Text block:
==========

I’ve just immersed myself during the last month in the dense entrepreneurial hotspots of Shenzhen and Bangalore, so I thought I’d offer some comparisons. I’ll comment on the extent of government support, the role of science, and the sorting of human capital in China and India more generally.
Shenzhen is the most laissez-faire part of China. It’s part of Guangdong province, which, as a coastal province in southern China, is already more “liberal” than the northern ones. But it’s even more so; the city of Shenzhen doesn’t even pay much attention to its own provincial government, let alone to far-away Beijing. Remember that Deng Xiaoping famously included Shenzhen in his southern tour in 1992 that reinvigorated Chinese economic reform, endowing it with a special symbolic status in China (even though it’s not technically in the class of the four uber-cities of Beijing, Chongqing, Shanghai, and Tianjin).
It’s not that there isn’t government activity in Shenzhen, it’s that it takes a particular form. First, one way to think of restrictions in Shenzhen is that there’s probably a set of things that you cannot do, anything else goes (as opposed to the far more restrictive idea of having a list of things you can do, inevitably unimaginative, and everything else cannot be done). The result is that there isn’t much interference. It’s easy to do business in Shenzhen.
Bangalore follows the more bureaucratic approach of rules and regulations that must be adhered to, closer to the “list of things you can do, other things likely are forbidden” approach. It’s improved over time, but still has some way to go, resulting in continued irritation to entrepreneurs.
Further, there’s an obvious way in which the government has contributed in Shenzhen that is utterly missing in Bangalore: the presence of amazing physical infrastructure (even if it is aesthetically unimaginative!). In Shenzhen this has facilitated the buildup of massive manufacturing facilities. Some might even say that Shenzhen is overbuilt. For example, the empty apartments in some places, means that rent-subsidized quarters are often offered to those who set up shop in Shenzhen, as an example of an inducement that was offered to a company I was looking to incorporate in China (ultimately we set up shop in Beijing, though that’s a longer story). Certainly Bangalore has the opposite problem, perpetual traffic jams, insufficient and expensive housing, and so on.
What’s clever in Shenzhen additionally is that not everyone gets these subsidies. As one Chinese entrepreneur explained to me, these are sort of offered to “survivors”. That is, you have to survive the rough-and-tumble of early-stage activity, a period of high mortality for startups anywhere, to prove your mettle enough to qualify. This sort of principle means that one successfully avoids various forms of corruption associated with the somewhat centralized handouts of subsidies and “freebies”.

==========

Task objective:
Continue the text comparing the startup scenes in Shenzhen and Bangalore, starting right after its last sentence.

Referring expression data:

==========

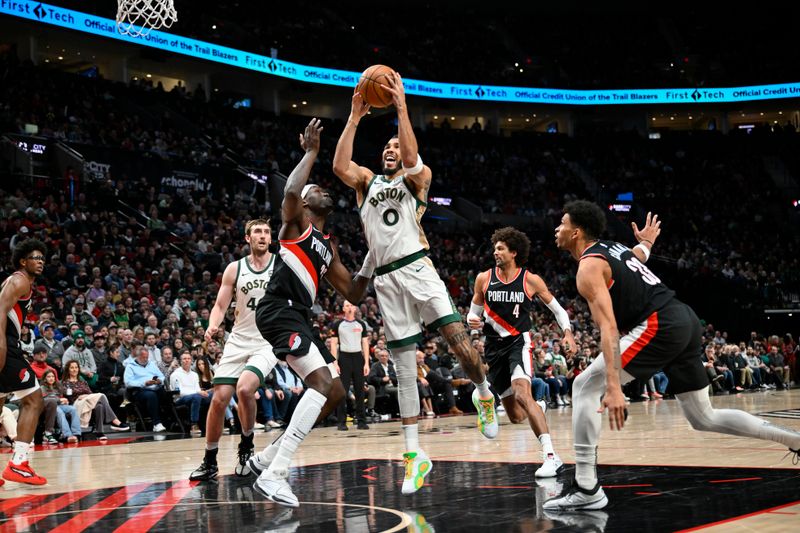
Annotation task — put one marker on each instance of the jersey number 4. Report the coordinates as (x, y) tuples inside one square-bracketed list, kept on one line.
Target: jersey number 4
[(647, 275)]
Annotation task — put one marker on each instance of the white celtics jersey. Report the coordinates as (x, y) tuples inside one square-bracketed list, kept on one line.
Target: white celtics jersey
[(250, 288), (391, 217)]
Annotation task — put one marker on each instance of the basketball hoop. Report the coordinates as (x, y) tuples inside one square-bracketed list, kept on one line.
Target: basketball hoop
[(137, 17)]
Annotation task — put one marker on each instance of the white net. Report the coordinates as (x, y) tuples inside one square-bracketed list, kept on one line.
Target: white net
[(137, 17)]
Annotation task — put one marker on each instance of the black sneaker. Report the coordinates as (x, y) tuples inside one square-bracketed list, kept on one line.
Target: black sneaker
[(205, 472), (244, 454)]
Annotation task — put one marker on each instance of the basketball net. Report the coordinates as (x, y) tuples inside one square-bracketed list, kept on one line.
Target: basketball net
[(137, 17)]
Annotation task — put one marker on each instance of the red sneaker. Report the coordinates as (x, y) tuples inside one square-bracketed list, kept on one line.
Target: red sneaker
[(22, 473)]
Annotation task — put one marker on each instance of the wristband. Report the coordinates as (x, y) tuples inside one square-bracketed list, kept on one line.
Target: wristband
[(476, 309), (416, 169), (367, 268), (645, 250)]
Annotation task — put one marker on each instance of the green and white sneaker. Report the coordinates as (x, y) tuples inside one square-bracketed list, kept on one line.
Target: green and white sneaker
[(487, 416), (417, 466)]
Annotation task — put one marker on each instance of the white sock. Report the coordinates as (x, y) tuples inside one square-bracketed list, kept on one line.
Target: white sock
[(268, 454), (483, 389), (547, 444), (20, 452), (586, 466), (303, 419), (411, 433)]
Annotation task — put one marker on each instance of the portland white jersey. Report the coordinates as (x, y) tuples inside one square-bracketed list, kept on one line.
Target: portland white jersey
[(250, 288), (391, 216)]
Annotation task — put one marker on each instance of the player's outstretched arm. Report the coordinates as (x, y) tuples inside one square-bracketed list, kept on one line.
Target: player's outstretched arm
[(475, 315), (646, 237), (353, 288), (292, 206), (351, 174), (535, 285), (223, 301), (418, 173), (15, 288), (591, 284)]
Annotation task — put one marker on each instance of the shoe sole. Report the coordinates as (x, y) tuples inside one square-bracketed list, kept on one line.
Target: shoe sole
[(206, 477), (259, 490), (558, 471)]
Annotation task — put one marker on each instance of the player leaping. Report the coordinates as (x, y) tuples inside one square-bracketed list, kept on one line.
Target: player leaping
[(504, 296), (408, 286), (283, 314)]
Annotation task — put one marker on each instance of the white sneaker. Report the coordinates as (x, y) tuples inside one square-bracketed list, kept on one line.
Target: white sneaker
[(578, 499), (487, 417), (273, 486), (551, 466), (417, 466), (258, 464)]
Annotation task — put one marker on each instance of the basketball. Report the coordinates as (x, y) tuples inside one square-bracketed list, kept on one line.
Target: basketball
[(369, 85)]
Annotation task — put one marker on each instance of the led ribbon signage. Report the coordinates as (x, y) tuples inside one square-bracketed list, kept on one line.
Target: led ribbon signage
[(75, 20)]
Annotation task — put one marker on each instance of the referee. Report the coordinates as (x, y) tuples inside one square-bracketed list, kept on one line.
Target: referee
[(350, 346)]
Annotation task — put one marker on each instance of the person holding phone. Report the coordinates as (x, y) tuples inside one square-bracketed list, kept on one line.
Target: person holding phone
[(146, 386)]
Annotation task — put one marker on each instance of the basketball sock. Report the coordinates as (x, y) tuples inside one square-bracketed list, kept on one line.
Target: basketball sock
[(703, 417), (268, 454), (20, 452), (483, 389), (211, 455), (547, 444), (303, 419), (411, 434), (586, 466)]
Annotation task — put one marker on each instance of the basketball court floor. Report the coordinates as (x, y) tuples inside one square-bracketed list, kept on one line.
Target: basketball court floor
[(659, 475)]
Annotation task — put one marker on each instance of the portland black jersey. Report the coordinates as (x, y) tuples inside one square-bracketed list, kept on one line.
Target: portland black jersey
[(301, 265), (16, 315), (635, 291), (507, 306)]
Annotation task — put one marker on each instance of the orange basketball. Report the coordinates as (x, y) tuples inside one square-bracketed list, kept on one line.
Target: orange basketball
[(369, 85)]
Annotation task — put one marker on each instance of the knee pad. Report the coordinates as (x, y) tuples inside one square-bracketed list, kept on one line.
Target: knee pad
[(405, 365)]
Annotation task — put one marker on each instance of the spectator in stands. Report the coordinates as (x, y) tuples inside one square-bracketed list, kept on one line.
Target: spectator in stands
[(83, 355), (55, 350), (145, 385), (110, 382), (81, 315), (778, 367), (187, 383), (90, 406), (100, 348), (58, 409), (39, 363)]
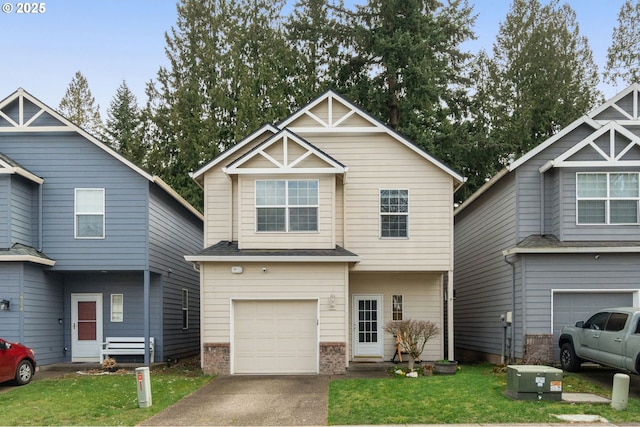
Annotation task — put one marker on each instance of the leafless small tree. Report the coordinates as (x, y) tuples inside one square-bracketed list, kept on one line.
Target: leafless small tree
[(412, 336)]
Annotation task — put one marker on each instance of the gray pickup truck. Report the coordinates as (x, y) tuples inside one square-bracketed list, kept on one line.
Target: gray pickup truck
[(610, 337)]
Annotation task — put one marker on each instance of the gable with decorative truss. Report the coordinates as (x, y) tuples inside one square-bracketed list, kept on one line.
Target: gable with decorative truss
[(285, 153), (21, 112), (331, 113), (622, 108), (611, 145)]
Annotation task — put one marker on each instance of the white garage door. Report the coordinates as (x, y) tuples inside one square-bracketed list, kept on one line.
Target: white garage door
[(570, 307), (275, 337)]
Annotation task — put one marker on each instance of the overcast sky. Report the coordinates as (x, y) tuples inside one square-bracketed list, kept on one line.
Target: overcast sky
[(112, 40)]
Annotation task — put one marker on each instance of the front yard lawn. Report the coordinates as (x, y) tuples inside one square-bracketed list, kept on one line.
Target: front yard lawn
[(96, 399), (473, 395)]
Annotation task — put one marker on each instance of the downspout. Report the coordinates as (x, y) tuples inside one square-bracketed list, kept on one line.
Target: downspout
[(513, 308), (40, 210), (146, 313)]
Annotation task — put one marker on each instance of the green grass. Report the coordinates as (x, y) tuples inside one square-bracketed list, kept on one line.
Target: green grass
[(95, 400), (473, 395)]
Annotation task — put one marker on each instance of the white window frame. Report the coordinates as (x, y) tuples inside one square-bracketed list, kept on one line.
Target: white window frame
[(606, 199), (287, 206), (395, 311), (115, 313), (185, 309), (383, 214), (78, 214)]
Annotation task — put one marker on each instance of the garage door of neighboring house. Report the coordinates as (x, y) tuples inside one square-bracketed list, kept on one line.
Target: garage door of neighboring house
[(275, 337), (570, 307)]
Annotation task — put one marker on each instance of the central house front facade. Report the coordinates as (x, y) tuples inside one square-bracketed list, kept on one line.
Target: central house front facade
[(318, 231)]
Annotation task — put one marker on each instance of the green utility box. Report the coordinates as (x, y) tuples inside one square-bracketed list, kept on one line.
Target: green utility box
[(531, 382)]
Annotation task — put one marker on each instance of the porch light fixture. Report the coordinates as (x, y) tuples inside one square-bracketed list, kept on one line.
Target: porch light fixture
[(332, 302)]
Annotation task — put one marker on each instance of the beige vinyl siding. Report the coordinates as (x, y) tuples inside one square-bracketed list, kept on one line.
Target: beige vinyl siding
[(324, 238), (217, 207), (280, 281), (422, 300), (369, 158)]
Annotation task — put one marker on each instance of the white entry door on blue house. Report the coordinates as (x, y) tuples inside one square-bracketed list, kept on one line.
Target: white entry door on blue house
[(86, 327), (367, 326)]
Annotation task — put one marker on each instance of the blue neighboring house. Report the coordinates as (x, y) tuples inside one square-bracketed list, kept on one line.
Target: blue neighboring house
[(551, 239), (91, 245)]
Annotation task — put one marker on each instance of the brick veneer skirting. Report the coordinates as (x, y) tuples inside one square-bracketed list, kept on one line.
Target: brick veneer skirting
[(216, 356), (333, 358), (538, 349)]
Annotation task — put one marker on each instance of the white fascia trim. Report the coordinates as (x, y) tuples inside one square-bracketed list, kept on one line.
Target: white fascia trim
[(265, 258), (283, 171), (614, 99), (22, 172), (543, 146), (27, 258), (573, 250), (227, 153)]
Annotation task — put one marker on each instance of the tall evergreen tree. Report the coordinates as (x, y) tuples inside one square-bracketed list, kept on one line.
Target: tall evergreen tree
[(228, 74), (404, 64), (311, 30), (78, 106), (123, 128), (623, 56), (541, 76)]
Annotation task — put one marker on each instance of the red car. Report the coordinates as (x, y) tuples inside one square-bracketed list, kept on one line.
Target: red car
[(17, 362)]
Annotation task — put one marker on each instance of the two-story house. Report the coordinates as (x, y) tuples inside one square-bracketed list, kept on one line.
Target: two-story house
[(552, 238), (318, 231), (91, 245)]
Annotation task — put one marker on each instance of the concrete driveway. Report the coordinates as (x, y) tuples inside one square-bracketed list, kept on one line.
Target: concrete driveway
[(603, 376), (252, 401)]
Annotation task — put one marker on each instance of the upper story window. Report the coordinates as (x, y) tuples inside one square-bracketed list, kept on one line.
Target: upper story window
[(89, 213), (607, 198), (287, 205), (394, 213)]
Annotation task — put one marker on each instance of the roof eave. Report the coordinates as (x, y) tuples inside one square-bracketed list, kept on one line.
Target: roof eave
[(27, 258), (268, 258)]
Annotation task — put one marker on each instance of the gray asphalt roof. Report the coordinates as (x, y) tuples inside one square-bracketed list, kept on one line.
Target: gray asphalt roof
[(227, 248), (23, 250), (551, 241)]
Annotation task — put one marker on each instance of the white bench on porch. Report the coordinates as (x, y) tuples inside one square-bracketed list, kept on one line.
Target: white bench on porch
[(125, 346)]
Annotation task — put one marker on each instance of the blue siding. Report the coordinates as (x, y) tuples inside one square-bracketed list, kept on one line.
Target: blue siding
[(5, 241), (146, 230), (42, 307), (10, 289), (174, 233), (22, 226), (131, 286), (67, 161)]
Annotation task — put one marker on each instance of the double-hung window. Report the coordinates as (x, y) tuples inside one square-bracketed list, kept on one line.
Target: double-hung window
[(394, 213), (89, 213), (287, 205), (607, 198)]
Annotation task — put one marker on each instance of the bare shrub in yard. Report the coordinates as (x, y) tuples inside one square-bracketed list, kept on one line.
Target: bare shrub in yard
[(412, 336)]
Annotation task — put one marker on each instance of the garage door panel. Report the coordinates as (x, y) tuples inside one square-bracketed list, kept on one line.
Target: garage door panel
[(275, 336)]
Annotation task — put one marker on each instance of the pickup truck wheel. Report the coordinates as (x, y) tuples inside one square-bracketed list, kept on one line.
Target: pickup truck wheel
[(568, 359)]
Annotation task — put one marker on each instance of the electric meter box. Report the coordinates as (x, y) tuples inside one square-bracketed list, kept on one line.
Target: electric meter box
[(532, 382)]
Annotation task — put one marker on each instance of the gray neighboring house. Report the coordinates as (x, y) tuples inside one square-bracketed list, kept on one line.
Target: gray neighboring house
[(91, 245), (551, 238)]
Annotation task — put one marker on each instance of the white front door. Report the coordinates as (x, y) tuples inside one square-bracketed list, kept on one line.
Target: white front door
[(367, 326), (86, 327)]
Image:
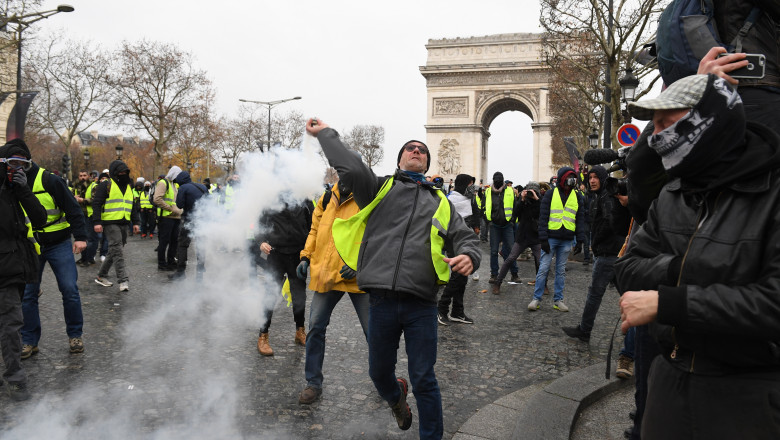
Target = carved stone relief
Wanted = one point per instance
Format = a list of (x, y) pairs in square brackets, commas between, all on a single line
[(451, 106), (449, 157)]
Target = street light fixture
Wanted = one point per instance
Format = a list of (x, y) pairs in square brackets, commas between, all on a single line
[(269, 105), (23, 22)]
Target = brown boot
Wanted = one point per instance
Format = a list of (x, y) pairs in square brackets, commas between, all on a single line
[(300, 336), (262, 345)]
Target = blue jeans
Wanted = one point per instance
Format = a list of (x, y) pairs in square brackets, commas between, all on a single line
[(505, 236), (321, 308), (561, 249), (390, 315), (60, 258), (603, 272)]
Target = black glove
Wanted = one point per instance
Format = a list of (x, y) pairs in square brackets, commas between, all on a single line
[(347, 272), (19, 178), (302, 268)]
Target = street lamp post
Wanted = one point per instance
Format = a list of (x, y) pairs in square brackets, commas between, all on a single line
[(23, 22), (269, 105)]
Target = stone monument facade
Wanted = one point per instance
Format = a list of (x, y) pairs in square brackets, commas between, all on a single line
[(470, 81)]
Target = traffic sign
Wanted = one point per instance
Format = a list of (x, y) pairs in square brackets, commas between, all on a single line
[(628, 134)]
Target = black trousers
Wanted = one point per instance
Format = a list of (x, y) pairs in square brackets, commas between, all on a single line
[(280, 265), (453, 292), (169, 241)]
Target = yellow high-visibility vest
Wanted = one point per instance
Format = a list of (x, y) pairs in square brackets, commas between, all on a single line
[(561, 215)]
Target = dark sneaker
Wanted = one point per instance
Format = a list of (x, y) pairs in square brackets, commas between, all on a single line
[(29, 350), (309, 395), (462, 319), (576, 332), (401, 411), (76, 345), (18, 391)]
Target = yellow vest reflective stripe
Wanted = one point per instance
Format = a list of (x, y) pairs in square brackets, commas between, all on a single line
[(561, 215), (348, 233), (144, 200), (168, 198), (88, 196), (55, 218), (30, 234), (118, 206), (509, 203)]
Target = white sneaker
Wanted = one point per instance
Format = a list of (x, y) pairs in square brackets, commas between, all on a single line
[(559, 305)]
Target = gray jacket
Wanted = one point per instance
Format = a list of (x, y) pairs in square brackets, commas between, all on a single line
[(396, 250)]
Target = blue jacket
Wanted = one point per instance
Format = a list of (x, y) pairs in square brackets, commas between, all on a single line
[(189, 193)]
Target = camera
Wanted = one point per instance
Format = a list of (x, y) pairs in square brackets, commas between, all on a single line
[(615, 186)]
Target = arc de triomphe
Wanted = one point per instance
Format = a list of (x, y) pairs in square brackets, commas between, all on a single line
[(470, 82)]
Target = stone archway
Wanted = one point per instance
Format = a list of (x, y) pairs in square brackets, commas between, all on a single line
[(470, 81)]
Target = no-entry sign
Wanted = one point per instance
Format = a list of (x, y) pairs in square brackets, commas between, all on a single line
[(628, 134)]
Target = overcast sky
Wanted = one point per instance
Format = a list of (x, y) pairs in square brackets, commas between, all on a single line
[(353, 62)]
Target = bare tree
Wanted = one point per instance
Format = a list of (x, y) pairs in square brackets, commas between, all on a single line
[(367, 140), (158, 83), (74, 93), (581, 35)]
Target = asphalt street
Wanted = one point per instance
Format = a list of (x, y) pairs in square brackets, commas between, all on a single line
[(167, 360)]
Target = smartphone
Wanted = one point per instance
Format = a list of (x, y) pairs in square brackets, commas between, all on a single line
[(755, 69)]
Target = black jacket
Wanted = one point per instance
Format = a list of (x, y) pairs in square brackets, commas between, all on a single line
[(63, 198), (18, 259)]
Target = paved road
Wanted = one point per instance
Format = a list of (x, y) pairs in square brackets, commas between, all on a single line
[(178, 360)]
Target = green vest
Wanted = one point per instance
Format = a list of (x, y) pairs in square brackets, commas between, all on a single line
[(144, 200), (88, 196), (168, 198), (509, 203), (348, 233), (118, 206), (561, 215), (55, 218)]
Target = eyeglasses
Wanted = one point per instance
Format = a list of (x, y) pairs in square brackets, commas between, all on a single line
[(421, 148), (17, 162)]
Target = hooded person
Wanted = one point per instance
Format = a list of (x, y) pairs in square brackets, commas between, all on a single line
[(186, 198), (65, 219), (561, 225), (455, 290), (113, 211), (702, 270), (168, 219), (20, 266)]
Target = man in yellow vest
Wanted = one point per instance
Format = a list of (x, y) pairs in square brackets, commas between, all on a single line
[(113, 210), (500, 212), (326, 282), (64, 219), (20, 211), (395, 245), (561, 221)]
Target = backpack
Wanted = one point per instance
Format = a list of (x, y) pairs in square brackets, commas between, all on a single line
[(151, 192), (686, 32)]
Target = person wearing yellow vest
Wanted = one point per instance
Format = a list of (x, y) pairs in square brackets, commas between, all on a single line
[(324, 263), (20, 211), (147, 211), (64, 219), (112, 211), (500, 212), (561, 225), (168, 220), (396, 247)]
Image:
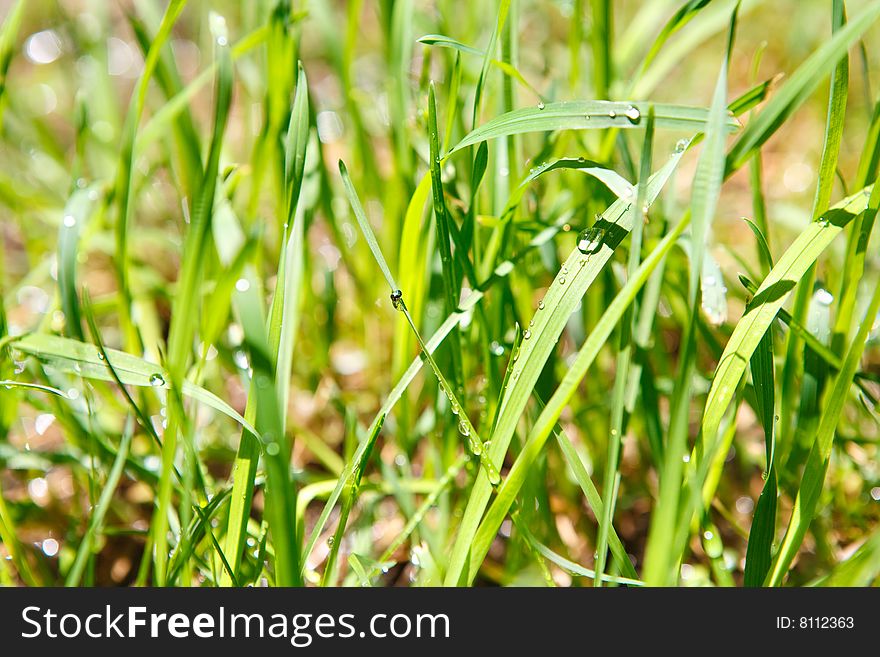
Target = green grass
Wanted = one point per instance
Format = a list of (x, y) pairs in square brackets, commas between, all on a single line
[(297, 294)]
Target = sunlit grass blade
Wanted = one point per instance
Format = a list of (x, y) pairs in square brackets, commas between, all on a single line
[(587, 115), (571, 283)]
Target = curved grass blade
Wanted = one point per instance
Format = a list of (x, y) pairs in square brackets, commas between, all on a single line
[(364, 450), (817, 462), (587, 115), (763, 530), (571, 283), (798, 87), (82, 359), (483, 537), (768, 299)]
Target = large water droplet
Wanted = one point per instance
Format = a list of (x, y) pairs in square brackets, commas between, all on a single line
[(824, 297), (590, 240)]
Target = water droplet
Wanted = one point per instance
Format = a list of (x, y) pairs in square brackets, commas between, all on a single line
[(824, 297), (50, 547), (590, 240), (397, 300)]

==========

Your response:
Let me turn to the potential for science in startup activity. Here, I think the stock of raw scientific insight might well be greater in Bangalore than in Shenzhen. Bangalore has pure research in the Indian Institute of Science, a recent efflorescence of life science research (for example in the National Center for Biological Sciences, NCBS, among others), presence of some of India’s best space and satellite related science, and has capitalized on other institutes of learning in southern India such as the Indian Institutes of Technology.
Shenzhen has its excellent local university, but the science-density did not seem to be as great. Neighboring Hong Kong has fabulous science in several fields (Hong Kong University of Science and Technology as one example), but the political barriers between these proximate cities are much too high to allow for free-flowing ideas across the Hong Kong-mainland China border, a loss bemoaned to me by my entrepreneur friends both in Hong Kong and Shenzhen.
Lest Bangaloreans celebrate this, let me say that it’s possible for them to do much better with the science at their fingertips. There are poor linkages between the universities in Bangalore to both established industry and to the startup ecosystem. The plethora of incubators in Bangalore (including one whose founding team I’m part of, Axilor) are trying to bridge this gap. If Bangalore embraces its increasingly cosmopolitan DNA – it has a leg-up on Shenzhen here as well – this could improve, but it’s still a slow process.
Lastly, the density of talent seemed greater to me in Shenzhen. In Bangalore, there are clusters in Koramangla and Whitefield and so on, but Shenzhen seemed like one giant cluster! The entire city is consumed by startups interspersed with manufacturing plants, with deal-making intense in many locales. One entrepreneur described it to me thus, “talent flows like water here” from one entity to the other. (The blindingly simple point here is that it helps to be able to physically get around Shenzhen easily, hardly the case in infrastructure-starved Bangalore.) The density has translated into a faster average pace; it’s harder for laggards to survive in Shenzhen. So those disinclined to deal with the pace, and the raw and naked ambition, simply don’t come to Shenzhen, or just leave. There is a sorting of the talent pool, with the risk-lovers gravitating to Shenzhen, at a scale that you don’t yet see in Bangalore.
Both super promising cities, though! I enjoyed my recent romp through them both and intend to revisit shortly.